与えられた指示 1:
後に続くエントリの全行を、空行を除き1行につき1つの文字列としたJSONの文字列リストで表してください。

提示された本文:
半芳香族ポリアミドのジアミン成分には、上記の炭素数が9または10である脂肪族ジアミン以外に、他のジアミン成分を含有してもよい。前記他のジアミン成分としては、例えば、1,4-ブタンジアミン、1,5-ペンタンジアミン、1,6-ヘキサンジアミン、1,7-ヘプタンジアミン、1,8-オクタンジアミン、1,11-ウンデカンジアミン、1,12-ドデカンジアミン等の直鎖状脂肪族ジアミンや、4-メチル-1,8-オクタンアミン、5-メチル-1,9-ノナンジアミン等の分岐鎖状脂肪族ジアミンや、イソホロンジアミン、ノルボルナンジメチルアミン、トリシクロデカンジメチルアミン等の脂環式ジアミンや、フェニレンジアミン等の芳香族ジアミンが挙げられる。なお、ジアミン成分において、炭素数が9である脂肪族ジアミンを主成分とする場合には、炭素数が10の脂肪族ジアミンを含有してもよく、炭素数が10である脂肪族ジアミンを主成分とする場合には、炭素数が9の脂肪族ジアミンを含有してもよい。

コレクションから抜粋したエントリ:

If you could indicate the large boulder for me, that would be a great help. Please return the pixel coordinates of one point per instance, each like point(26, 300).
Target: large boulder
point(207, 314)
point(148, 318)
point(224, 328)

与えられた指示 2:
本文で脂環式ジアミンの例として挙げられているのはどれですか。

正しい応答 1:
[
  "If you could indicate the large boulder for me, that would be a great help. Please return the pixel coordinates of one point per instance, each like point(26, 300).",
  "Target: large boulder",
  "point(207, 314)",
  "point(148, 318)",
  "point(224, 328)"
]

正しい応答 2:
イソホロンジアミン、ノルボルナンジメチルアミン、トリシクロデカンジメチルアミンです。